[Point-per-instance localization data]
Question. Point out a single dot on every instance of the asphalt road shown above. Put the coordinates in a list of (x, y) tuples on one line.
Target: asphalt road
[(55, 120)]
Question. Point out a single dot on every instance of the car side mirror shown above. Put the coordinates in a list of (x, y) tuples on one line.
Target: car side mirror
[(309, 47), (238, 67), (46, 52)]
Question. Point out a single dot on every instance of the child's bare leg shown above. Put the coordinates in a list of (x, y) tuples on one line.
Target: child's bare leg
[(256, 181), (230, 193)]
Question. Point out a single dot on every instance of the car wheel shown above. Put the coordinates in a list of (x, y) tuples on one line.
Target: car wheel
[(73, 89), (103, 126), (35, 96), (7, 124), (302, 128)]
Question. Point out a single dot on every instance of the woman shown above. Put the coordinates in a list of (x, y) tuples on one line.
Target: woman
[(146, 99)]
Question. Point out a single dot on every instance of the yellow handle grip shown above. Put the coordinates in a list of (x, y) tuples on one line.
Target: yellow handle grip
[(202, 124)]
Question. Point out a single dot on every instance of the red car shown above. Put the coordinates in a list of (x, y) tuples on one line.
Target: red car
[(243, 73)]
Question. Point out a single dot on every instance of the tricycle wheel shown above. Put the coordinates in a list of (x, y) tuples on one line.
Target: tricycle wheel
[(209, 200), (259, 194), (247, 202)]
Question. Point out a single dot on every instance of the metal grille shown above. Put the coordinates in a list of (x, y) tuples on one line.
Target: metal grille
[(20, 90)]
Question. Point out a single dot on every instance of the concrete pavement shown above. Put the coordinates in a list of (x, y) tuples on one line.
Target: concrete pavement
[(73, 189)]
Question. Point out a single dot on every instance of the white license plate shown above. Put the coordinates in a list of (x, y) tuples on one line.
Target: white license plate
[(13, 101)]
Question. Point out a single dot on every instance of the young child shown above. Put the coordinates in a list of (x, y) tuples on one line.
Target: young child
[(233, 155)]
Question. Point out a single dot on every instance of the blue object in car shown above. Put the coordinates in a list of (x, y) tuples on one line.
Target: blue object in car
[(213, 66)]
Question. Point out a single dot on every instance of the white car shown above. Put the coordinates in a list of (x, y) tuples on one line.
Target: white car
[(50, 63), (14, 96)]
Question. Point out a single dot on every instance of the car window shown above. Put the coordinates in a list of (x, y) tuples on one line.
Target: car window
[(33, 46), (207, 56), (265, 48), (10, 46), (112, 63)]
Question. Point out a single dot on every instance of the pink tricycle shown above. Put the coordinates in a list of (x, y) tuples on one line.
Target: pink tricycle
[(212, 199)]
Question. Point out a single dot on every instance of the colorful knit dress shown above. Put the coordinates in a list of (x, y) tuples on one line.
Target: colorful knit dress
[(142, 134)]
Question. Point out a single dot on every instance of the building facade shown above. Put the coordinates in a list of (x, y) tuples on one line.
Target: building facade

● Exercise description
Please copy every line of the records above in which "building" appears.

● Task solution
Question. Point out a single dot on every instance of the building facade shown above. Put the coordinates in a list of (x, y) tuples on one line.
Target: building facade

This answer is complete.